## What is expected
Please give the lines from the one with "Tag one point on each instance of the dark red" up to and including the last line as a two-column CSV with the headers instruction and output. Put the text in the instruction column and its expected output in the output column, quoting each field and replacing line breaks with spaces.

## Excerpted data
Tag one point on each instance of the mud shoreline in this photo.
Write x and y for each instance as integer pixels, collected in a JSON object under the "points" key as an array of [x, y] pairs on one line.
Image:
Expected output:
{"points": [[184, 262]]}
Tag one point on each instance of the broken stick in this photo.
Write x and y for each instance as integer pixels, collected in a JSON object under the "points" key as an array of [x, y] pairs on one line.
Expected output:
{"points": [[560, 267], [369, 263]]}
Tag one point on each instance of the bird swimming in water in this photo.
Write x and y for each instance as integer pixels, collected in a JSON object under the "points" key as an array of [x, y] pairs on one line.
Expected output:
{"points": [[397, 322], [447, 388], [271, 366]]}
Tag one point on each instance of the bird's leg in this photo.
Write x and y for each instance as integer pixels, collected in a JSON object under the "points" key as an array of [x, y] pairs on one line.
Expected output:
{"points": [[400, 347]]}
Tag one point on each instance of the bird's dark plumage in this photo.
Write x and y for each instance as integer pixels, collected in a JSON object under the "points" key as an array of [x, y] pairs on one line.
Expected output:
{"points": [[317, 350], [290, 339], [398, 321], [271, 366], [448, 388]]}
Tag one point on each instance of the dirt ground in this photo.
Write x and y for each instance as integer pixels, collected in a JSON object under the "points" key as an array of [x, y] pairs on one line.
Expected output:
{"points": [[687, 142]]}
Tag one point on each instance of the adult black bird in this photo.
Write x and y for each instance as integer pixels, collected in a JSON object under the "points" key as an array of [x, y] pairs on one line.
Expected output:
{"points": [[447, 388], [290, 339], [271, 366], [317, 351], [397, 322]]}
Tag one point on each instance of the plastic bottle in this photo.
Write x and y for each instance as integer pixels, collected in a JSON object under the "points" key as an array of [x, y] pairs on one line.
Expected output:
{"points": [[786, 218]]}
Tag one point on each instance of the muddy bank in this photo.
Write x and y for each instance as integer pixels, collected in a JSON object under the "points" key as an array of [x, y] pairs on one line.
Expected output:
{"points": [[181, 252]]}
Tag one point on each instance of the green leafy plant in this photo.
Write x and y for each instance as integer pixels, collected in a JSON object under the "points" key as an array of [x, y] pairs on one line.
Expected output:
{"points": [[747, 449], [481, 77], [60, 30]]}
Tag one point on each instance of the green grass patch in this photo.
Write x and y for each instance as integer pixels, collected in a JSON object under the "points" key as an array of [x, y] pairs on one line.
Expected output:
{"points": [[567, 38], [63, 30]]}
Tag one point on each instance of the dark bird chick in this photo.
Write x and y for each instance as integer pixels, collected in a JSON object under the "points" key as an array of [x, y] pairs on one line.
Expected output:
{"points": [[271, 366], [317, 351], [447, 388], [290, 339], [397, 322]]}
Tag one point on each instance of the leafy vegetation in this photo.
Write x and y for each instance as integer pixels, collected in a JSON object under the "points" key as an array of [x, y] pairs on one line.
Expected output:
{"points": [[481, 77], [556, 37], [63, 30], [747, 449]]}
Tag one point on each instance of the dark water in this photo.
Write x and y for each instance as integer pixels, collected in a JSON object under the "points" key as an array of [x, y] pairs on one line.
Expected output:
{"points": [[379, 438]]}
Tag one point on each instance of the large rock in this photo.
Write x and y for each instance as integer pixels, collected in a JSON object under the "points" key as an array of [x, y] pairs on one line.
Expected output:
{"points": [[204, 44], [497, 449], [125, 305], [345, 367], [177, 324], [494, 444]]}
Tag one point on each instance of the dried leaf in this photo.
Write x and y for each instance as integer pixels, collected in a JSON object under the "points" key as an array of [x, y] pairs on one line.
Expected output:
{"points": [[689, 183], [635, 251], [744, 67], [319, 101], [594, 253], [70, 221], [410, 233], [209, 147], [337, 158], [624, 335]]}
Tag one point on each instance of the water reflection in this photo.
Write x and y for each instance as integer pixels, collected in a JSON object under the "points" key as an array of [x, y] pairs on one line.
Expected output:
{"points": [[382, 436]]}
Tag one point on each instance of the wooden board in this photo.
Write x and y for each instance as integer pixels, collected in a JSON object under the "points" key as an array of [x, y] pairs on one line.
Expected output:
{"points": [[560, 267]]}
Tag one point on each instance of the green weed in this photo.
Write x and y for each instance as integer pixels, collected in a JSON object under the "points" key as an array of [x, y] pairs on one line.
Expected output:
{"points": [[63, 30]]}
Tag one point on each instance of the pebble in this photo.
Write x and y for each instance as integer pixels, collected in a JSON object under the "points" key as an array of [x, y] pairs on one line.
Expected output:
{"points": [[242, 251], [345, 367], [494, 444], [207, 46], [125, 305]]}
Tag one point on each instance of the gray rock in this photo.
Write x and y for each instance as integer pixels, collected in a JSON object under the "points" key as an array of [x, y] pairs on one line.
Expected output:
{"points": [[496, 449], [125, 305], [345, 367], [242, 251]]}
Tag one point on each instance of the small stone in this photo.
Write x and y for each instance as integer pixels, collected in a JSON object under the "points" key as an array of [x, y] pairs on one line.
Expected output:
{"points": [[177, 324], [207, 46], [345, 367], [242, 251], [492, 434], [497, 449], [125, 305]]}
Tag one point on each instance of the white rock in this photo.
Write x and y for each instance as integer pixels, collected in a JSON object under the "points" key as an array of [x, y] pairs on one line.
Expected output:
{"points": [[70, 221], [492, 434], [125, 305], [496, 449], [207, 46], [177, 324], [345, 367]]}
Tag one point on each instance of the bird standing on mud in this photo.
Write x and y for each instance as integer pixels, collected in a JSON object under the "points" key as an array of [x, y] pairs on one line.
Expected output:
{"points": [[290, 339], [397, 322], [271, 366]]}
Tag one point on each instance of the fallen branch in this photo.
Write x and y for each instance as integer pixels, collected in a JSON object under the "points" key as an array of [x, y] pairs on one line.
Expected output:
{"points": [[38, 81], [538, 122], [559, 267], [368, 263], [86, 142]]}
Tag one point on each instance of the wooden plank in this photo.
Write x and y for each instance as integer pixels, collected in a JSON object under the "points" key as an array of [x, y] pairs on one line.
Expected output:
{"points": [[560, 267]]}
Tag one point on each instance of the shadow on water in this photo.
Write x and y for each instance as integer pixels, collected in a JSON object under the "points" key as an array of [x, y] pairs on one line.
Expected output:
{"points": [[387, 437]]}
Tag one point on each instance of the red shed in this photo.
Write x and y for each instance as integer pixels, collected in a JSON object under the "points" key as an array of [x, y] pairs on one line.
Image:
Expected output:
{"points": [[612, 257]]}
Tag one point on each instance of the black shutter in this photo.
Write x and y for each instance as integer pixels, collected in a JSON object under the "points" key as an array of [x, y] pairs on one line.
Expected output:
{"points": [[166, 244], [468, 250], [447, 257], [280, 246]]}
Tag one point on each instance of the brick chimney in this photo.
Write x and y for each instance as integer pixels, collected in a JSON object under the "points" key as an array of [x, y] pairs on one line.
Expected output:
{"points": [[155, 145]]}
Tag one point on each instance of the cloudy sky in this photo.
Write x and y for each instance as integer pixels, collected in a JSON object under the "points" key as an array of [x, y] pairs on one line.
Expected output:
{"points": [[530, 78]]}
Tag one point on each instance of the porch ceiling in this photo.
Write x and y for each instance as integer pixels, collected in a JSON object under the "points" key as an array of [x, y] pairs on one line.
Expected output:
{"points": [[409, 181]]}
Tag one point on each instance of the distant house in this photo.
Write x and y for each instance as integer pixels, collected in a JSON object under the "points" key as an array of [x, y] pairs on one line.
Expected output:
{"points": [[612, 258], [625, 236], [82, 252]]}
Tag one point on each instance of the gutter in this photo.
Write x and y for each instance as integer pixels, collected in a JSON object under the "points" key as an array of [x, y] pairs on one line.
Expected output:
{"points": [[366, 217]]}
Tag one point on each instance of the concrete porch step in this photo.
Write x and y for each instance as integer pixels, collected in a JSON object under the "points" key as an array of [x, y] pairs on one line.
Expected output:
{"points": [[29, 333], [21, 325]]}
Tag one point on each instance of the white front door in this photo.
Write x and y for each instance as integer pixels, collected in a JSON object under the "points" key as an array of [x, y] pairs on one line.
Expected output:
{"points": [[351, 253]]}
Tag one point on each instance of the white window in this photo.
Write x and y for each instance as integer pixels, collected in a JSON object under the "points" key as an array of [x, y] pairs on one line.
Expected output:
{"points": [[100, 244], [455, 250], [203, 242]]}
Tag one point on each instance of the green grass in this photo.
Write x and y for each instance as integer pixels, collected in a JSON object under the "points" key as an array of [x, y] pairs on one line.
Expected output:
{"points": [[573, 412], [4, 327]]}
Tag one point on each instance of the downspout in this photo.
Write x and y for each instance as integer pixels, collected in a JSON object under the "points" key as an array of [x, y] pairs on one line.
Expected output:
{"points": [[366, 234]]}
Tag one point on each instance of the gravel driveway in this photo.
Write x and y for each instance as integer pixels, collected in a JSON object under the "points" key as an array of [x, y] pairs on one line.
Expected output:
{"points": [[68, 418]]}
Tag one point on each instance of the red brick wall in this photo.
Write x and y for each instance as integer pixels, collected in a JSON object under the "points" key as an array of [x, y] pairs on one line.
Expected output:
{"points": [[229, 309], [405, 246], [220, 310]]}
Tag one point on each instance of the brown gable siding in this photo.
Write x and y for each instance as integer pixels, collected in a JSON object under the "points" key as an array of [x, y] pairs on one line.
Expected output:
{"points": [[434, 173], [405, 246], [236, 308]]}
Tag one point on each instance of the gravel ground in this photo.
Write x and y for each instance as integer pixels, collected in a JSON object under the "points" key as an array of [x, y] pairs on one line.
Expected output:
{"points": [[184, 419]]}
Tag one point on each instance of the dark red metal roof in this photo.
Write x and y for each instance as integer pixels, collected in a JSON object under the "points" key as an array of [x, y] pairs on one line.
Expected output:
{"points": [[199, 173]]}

## Output for this exercise
instruction,output
"Tag one point on each instance of the dark red metal roof in this photo. Write x and y for each instance as integer pixels, collected in a JSON object under the ""points"" key as an array of [x, y] pairs on one line. Expected output:","{""points"": [[199, 173]]}"